- [Exercise task]:
Please copy the stretch from the start of the rows through the line that contains "448], [203, 479]]]", reproducing each line character for character.

- [Data shown]:

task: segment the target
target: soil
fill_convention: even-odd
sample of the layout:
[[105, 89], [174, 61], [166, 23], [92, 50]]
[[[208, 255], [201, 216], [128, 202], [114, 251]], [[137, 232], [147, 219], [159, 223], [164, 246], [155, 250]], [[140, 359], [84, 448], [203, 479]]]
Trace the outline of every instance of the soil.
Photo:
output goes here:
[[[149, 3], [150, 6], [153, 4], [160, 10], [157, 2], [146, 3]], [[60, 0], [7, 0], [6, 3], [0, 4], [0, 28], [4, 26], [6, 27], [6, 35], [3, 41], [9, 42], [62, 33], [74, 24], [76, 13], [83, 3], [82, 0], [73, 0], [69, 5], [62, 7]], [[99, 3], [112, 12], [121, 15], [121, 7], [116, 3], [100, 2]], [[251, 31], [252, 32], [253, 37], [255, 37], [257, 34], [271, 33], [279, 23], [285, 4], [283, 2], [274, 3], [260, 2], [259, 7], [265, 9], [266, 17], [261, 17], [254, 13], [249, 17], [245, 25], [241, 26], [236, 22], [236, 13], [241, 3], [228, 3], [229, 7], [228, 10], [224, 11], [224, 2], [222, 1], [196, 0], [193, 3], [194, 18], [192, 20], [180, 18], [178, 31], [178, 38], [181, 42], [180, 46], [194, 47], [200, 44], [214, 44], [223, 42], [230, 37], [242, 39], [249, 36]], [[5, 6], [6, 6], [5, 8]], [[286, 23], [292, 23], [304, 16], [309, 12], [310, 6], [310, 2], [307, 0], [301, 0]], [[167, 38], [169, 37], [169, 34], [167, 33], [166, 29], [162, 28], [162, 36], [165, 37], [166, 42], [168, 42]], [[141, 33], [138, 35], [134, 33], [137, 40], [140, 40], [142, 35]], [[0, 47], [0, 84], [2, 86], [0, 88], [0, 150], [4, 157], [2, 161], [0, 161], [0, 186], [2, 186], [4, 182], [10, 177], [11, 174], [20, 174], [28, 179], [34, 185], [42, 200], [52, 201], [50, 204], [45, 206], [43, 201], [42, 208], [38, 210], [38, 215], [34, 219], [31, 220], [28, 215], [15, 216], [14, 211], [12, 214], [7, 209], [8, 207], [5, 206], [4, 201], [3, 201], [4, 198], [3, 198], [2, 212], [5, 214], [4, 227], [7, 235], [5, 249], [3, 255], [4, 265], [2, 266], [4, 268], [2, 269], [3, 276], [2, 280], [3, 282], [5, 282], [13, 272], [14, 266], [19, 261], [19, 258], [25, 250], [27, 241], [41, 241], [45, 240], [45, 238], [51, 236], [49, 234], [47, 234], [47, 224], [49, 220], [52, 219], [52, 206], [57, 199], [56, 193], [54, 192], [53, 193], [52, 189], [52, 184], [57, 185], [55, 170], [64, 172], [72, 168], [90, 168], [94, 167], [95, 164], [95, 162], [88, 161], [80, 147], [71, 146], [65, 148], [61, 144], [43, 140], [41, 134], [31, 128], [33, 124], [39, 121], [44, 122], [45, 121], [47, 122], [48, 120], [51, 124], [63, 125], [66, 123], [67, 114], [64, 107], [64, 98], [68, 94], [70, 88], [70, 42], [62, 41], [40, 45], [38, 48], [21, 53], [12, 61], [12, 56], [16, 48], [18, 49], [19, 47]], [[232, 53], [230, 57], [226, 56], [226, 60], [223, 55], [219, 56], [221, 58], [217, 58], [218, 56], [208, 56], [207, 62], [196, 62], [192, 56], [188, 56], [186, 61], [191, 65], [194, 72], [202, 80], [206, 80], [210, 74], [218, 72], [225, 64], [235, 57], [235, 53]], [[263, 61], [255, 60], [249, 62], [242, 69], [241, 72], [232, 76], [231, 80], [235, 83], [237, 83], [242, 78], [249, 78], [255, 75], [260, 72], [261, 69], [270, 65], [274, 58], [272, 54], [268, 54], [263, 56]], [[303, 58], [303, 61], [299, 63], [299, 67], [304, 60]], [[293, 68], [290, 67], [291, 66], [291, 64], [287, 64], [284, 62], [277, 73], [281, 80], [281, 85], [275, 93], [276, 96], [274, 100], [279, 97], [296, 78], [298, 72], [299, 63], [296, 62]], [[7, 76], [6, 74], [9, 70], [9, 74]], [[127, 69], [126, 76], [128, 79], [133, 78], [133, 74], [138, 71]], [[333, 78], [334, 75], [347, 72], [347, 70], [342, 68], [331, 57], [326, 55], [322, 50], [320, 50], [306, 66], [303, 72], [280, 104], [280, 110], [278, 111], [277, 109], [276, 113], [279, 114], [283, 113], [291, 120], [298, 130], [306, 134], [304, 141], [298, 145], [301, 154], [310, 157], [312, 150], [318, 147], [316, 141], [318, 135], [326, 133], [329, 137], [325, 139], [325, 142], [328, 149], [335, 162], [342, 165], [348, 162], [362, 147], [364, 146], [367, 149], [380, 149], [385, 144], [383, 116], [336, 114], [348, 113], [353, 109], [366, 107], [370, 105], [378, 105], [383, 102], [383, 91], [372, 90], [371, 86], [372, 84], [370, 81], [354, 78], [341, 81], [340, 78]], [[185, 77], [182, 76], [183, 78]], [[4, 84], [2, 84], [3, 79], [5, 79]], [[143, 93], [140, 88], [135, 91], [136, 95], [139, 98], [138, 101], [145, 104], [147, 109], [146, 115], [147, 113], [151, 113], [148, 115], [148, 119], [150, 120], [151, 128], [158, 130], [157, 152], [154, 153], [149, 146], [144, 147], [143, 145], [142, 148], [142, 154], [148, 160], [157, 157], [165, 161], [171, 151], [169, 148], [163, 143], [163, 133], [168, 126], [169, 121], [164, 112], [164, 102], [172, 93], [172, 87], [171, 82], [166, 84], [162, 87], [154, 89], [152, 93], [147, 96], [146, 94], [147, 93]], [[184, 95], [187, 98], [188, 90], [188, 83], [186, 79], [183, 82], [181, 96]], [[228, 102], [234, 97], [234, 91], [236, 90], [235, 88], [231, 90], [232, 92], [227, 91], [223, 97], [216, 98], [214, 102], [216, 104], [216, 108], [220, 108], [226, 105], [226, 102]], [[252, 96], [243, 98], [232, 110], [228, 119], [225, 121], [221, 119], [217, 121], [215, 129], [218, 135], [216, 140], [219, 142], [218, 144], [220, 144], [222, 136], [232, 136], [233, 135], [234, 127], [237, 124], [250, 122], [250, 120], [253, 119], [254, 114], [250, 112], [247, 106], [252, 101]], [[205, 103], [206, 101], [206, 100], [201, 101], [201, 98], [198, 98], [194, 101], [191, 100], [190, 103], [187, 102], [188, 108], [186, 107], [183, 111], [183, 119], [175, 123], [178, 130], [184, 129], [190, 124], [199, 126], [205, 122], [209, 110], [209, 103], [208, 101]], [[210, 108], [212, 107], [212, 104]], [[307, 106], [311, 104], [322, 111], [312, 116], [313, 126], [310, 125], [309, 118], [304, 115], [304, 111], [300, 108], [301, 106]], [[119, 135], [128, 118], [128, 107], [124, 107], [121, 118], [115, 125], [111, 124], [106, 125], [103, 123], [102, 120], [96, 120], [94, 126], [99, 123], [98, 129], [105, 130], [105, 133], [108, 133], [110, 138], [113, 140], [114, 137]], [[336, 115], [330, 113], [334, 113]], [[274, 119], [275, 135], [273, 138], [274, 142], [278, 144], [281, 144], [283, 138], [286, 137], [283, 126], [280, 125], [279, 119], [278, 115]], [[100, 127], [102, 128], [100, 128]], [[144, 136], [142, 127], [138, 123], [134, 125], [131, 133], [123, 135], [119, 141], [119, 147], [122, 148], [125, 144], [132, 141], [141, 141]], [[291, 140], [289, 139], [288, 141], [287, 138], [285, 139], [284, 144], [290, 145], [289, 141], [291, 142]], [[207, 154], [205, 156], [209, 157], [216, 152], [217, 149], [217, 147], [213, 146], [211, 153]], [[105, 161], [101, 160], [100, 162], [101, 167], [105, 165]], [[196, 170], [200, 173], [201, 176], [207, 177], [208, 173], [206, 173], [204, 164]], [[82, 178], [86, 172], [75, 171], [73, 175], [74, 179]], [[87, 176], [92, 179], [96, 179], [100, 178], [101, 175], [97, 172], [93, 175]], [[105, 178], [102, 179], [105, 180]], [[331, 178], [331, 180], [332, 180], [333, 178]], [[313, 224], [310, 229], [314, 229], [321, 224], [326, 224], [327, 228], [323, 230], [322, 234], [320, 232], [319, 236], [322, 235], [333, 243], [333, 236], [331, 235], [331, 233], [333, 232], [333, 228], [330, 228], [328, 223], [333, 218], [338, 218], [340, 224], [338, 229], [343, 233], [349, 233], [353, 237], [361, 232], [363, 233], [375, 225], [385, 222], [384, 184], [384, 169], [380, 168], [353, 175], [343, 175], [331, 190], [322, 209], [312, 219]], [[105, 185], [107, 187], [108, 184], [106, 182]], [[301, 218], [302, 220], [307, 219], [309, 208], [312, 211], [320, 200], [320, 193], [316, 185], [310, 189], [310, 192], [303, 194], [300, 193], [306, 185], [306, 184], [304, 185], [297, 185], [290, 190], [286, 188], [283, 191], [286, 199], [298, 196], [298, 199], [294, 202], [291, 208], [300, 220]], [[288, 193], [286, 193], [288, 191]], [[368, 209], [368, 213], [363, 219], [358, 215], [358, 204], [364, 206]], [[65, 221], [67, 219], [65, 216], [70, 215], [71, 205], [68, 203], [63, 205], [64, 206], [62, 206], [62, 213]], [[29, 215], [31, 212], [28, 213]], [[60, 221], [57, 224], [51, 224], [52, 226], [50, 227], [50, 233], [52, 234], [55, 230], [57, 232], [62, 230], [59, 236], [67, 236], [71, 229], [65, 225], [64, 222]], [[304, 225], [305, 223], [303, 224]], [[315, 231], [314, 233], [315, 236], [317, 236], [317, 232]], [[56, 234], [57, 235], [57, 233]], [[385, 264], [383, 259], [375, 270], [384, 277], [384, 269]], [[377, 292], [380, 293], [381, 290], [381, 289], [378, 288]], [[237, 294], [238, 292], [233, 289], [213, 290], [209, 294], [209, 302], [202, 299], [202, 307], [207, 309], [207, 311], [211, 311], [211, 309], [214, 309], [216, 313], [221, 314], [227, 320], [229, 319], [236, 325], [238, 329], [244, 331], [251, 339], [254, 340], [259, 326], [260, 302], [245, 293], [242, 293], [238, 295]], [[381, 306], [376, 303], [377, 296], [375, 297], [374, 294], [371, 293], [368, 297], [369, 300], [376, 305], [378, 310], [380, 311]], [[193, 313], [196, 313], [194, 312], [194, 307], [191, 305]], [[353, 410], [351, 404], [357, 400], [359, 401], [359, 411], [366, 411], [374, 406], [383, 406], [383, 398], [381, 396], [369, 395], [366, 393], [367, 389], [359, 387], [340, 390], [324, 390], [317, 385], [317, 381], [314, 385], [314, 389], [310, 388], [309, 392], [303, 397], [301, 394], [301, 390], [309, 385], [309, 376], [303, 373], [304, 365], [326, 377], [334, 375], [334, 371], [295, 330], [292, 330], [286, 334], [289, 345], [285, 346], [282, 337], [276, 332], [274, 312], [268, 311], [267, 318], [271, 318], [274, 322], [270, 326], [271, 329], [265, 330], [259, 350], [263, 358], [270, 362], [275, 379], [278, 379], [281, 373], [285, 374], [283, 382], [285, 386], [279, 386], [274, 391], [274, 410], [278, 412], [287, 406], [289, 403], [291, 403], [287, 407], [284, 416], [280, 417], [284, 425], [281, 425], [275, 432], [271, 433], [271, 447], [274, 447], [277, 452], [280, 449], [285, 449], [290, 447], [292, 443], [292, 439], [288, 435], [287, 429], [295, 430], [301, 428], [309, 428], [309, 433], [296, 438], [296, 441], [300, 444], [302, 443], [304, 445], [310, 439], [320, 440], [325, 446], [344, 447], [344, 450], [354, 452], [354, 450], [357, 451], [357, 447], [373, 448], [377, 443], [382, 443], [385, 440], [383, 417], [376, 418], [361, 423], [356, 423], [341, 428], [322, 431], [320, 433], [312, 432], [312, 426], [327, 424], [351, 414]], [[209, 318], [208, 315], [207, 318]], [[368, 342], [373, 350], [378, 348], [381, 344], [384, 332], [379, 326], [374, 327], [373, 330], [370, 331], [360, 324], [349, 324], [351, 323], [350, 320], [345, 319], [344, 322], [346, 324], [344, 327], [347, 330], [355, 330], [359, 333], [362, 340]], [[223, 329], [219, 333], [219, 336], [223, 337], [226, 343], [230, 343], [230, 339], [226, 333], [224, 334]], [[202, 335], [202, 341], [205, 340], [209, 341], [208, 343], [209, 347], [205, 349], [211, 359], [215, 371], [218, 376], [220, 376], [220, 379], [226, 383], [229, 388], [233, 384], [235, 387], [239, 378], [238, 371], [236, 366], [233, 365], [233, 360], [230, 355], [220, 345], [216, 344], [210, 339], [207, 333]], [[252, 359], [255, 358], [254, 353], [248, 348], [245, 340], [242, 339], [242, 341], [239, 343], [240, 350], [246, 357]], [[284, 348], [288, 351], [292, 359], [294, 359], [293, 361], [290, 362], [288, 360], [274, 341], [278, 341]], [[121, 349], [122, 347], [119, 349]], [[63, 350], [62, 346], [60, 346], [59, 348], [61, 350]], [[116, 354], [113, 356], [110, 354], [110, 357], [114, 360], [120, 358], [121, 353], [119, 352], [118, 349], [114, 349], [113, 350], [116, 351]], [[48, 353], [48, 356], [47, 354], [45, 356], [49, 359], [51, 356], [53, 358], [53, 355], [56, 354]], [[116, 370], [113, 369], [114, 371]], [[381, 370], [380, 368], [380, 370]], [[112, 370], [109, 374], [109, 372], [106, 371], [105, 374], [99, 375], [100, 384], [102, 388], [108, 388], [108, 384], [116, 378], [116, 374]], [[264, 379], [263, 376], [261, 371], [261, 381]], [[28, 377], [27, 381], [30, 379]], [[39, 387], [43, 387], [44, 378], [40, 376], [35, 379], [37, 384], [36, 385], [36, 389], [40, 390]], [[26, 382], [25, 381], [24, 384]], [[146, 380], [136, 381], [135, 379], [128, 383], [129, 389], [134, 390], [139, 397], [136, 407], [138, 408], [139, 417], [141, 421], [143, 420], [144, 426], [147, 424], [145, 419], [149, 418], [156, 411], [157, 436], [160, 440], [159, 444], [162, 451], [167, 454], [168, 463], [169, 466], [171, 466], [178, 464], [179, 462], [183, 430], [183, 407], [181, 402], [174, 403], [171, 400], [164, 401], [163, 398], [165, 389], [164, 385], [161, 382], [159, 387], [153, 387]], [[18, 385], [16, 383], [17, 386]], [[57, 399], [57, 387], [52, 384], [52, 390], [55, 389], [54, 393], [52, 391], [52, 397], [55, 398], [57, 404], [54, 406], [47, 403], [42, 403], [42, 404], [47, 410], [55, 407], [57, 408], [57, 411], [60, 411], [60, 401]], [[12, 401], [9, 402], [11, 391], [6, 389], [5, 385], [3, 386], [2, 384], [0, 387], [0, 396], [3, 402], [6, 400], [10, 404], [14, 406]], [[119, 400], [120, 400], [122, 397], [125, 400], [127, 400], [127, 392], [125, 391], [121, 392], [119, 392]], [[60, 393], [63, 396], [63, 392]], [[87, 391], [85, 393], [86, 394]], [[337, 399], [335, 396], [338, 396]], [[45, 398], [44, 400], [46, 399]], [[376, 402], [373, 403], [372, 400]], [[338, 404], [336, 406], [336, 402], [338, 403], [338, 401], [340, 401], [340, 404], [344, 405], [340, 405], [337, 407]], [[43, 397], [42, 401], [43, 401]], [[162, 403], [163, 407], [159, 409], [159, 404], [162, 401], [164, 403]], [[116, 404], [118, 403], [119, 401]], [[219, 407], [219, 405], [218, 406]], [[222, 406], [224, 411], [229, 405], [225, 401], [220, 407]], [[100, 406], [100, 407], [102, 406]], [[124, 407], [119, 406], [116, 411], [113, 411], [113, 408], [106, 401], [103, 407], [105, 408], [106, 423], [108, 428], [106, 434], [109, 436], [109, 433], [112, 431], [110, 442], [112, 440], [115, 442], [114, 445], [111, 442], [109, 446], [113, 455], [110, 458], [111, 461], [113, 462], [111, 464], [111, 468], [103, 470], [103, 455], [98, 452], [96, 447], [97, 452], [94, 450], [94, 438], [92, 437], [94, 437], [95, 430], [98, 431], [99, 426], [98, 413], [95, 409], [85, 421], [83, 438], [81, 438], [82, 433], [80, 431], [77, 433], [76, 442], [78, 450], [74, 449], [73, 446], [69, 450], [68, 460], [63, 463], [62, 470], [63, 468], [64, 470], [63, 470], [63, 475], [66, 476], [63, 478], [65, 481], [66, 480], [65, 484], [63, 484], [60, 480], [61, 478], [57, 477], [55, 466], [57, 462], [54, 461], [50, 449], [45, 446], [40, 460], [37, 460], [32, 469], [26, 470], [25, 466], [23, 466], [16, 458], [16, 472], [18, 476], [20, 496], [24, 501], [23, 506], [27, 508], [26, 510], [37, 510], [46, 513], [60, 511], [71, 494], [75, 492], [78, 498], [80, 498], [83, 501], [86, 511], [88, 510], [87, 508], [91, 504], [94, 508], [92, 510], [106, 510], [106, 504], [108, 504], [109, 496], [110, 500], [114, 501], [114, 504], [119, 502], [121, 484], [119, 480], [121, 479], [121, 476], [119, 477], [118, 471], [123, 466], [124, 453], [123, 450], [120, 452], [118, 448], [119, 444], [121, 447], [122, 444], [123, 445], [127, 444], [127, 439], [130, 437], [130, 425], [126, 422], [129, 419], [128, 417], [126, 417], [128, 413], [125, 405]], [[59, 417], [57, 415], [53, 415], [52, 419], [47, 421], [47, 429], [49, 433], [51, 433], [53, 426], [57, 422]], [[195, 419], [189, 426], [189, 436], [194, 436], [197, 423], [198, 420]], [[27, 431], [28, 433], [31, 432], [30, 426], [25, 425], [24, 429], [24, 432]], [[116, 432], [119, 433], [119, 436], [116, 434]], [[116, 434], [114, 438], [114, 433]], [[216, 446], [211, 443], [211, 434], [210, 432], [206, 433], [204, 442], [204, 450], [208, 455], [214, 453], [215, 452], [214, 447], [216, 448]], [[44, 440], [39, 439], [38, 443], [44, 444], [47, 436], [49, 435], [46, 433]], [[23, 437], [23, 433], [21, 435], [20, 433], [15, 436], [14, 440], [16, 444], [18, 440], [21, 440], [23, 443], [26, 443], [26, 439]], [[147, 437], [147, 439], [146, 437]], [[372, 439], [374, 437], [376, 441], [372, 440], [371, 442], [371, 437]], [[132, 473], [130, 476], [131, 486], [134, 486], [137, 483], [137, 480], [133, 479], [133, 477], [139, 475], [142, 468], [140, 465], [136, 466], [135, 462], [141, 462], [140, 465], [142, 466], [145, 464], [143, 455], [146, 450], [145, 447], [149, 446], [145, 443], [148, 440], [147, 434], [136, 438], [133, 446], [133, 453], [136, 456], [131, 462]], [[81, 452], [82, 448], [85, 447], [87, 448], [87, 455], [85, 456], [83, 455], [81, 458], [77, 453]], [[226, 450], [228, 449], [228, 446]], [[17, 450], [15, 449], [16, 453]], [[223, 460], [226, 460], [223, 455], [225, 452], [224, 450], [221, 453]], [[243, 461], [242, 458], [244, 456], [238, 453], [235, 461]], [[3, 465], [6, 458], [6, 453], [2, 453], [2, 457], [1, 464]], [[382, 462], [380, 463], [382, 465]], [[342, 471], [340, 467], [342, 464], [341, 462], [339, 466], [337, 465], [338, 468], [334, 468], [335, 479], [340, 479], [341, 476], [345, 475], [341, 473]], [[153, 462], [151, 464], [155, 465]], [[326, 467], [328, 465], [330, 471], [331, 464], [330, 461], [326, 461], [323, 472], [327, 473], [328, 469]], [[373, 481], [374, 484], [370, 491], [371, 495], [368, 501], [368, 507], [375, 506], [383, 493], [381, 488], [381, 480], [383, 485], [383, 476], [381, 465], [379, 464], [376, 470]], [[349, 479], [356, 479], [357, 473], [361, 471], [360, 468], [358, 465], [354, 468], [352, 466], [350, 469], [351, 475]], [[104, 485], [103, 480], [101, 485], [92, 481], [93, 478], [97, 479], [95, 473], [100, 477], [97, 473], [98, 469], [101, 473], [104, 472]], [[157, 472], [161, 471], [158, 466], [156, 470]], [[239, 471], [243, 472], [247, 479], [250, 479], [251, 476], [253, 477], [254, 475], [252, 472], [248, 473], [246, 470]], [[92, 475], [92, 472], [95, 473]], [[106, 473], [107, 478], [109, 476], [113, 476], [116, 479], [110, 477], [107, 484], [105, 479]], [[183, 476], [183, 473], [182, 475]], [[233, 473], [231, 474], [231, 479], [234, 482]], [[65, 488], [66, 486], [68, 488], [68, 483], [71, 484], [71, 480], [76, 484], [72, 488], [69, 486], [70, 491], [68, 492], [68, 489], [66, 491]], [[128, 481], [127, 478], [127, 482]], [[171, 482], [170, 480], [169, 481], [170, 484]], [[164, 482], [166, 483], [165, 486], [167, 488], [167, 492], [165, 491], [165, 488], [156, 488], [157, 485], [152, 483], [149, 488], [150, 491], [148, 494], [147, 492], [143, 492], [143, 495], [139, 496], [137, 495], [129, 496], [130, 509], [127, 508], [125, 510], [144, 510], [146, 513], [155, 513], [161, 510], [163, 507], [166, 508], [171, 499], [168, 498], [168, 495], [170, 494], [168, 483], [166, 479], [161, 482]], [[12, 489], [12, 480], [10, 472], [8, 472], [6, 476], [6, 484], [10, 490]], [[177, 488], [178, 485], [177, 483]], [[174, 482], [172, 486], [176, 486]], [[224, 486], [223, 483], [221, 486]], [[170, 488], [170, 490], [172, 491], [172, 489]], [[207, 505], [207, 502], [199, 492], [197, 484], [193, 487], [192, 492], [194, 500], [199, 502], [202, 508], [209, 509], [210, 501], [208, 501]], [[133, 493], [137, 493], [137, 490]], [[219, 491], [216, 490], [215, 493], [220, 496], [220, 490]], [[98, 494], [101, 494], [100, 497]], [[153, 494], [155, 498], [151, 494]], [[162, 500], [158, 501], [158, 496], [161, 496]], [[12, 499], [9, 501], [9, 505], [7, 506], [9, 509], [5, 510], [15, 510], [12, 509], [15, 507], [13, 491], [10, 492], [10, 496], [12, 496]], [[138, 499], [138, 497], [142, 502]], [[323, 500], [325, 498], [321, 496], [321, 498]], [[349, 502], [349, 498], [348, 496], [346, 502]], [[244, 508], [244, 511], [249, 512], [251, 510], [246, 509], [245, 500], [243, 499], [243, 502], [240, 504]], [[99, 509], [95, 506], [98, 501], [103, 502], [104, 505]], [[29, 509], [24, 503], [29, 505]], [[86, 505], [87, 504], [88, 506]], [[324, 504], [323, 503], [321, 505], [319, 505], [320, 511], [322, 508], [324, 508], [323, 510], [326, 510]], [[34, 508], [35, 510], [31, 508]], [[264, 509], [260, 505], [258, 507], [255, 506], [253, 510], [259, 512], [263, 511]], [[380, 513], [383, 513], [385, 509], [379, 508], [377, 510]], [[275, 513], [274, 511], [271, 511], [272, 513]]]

- [Task solution]:
task: segment the target
target: soil
fill_convention: even-odd
sample of the layout:
[[105, 89], [174, 61], [166, 23], [92, 50]]
[[[208, 255], [201, 216], [128, 202], [114, 251]], [[137, 232], [147, 219], [159, 223], [164, 246], [155, 250]], [[140, 359], [84, 448], [203, 479]]]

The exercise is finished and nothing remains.